Gather every line below that contains the word "player", and copy each one out in full. Case counts, so only exact-case matches qualify.

═════ Entries provided ═════

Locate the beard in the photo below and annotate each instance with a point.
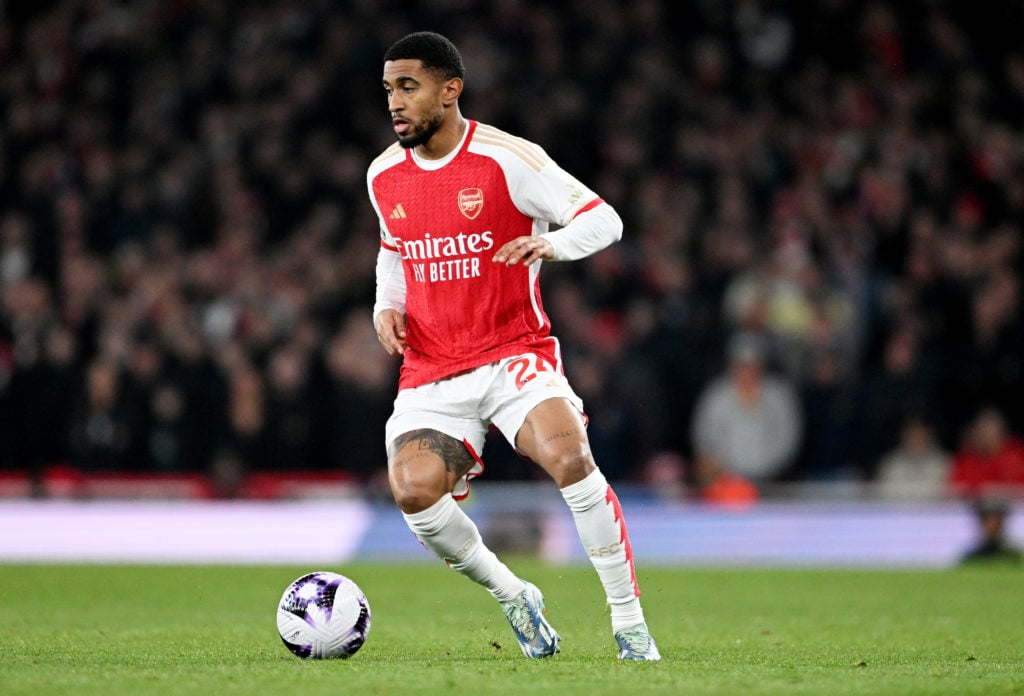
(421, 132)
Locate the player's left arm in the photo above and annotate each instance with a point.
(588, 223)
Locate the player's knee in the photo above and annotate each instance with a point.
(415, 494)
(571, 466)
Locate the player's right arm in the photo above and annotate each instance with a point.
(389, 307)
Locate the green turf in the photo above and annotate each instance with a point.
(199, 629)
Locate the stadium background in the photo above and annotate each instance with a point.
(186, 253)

═════
═════ Entries provided ═════

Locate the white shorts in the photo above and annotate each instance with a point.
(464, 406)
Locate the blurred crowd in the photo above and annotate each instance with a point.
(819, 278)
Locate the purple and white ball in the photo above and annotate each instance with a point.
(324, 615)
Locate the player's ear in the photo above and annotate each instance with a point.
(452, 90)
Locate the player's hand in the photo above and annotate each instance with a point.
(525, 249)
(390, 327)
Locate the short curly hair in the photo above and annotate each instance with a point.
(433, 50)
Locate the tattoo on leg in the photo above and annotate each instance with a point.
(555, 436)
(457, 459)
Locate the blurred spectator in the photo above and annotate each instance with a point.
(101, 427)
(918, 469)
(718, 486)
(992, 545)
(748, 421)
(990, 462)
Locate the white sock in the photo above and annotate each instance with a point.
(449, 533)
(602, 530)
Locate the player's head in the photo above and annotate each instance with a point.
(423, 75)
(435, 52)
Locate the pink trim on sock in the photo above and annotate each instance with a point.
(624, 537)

═════

- _Right answer_
Locate the player's left arm in the photo above and annotate each instance with a point.
Locate the player's knee in the photo above and annotate each instance with a point.
Locate the player's right arm in the photo above and annotate each instance with a point.
Locate the player's ear in the photo above and annotate each instance with a point.
Locate the player's hand in the photo above and annotate each instance with a point.
Locate the player's head in the photo above and annotate each instance with a point.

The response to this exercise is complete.